_DATASET_.
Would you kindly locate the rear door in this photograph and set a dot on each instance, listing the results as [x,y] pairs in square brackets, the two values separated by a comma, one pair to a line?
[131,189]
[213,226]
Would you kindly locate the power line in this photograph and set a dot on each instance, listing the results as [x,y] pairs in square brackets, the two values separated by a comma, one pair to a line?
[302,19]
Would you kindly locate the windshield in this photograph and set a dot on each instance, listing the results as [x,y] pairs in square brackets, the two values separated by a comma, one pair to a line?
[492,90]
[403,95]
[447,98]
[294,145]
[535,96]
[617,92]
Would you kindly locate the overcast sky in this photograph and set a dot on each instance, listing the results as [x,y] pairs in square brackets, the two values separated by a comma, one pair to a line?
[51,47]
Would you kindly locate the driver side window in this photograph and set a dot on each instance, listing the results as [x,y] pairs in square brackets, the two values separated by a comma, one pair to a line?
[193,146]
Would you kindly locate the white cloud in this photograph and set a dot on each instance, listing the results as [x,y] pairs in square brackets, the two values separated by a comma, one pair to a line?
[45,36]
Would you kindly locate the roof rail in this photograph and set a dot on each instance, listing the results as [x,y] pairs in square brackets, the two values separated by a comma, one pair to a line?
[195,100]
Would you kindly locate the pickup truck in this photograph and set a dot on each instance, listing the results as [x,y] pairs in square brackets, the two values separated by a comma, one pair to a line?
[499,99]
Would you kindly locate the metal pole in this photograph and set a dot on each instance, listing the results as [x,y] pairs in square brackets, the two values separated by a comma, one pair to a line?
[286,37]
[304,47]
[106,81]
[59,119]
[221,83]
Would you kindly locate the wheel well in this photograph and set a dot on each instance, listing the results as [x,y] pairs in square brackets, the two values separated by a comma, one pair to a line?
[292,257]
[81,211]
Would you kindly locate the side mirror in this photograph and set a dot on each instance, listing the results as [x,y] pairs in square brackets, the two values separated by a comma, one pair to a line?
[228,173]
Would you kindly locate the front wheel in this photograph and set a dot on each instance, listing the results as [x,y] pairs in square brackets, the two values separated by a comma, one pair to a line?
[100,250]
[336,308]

_WORK TO BE COMPLETED_. Copy out every row above word for word, one line at a time and in the same order.

_ANSWER TO THE TASK_.
Would you kindly locate the rear door in this photograph and set a dot on each instance, listing the results as [x,y] pairs in square brackets, the two values separated by a comma, one pair to a line?
[131,189]
[213,226]
Would you kindly locate the power line in this photograph and set a dot on each instance, listing the results as [x,y] pairs in square brackets, the two values separated by a comma, one pair to a line?
[302,19]
Would you kindly locate the windshield in this photograph and set a dot on each instance, listing the results as [x,y] pairs in square brackets, the two values separated by a comma, one pair to a line?
[492,90]
[403,95]
[447,98]
[294,145]
[535,96]
[617,92]
Would you kindly locate the overcast sky in this photograph and set a dot on each instance, listing the results as [x,y] pairs in square brackets, the two values separated by a comma, one pair to a line?
[51,47]
Would you kindly locate the driver side window in this photograph and set a dot on each instance, listing the results as [x,y] pairs in square brackets, the two values separated by a comma, one pair to a line?
[193,146]
Would you kindly locate the white cloud in this photograph and set a dot on each instance, listing the results as [x,y] pairs in square brackets, the two values separated by a comma, one pair to a line?
[45,36]
Would you kindly locate the roof rail in this photograph and set a dot on each instance, listing the results as [x,y] pairs in square brackets, the two values separated by a comma, one pair to a line?
[195,100]
Would you kindly locate the pickup truck in this photograph and set a dot on each instance, listing the results as [x,y] pairs in square brackets, the two values separated by a comma, one pair to a line?
[499,99]
Would you kindly locate the metal pole in this photograph and set a dot on each instance, listing the results as [x,y] pairs in square brackets, the two values separated by a comma, one pair to a line?
[286,37]
[304,47]
[106,81]
[59,119]
[221,83]
Would you kindly locate the wheel well in this photograph and set a dot on each instance, listing the results as [x,y] pairs in square brackets, the two values separated by a comma, one pair to a line?
[292,257]
[81,211]
Would you kindly locate the side mirror in this photograph and set a dot on each instance, listing the results as [x,y] pairs in square brackets, the two values separated by a comma, one pair to a line?
[228,173]
Would you kindly locate the front wheel in this photograph and set a dot on each instance, listing the results as [x,y] pairs in square brackets, the two values separated by a comma, one pair to a line?
[100,250]
[336,308]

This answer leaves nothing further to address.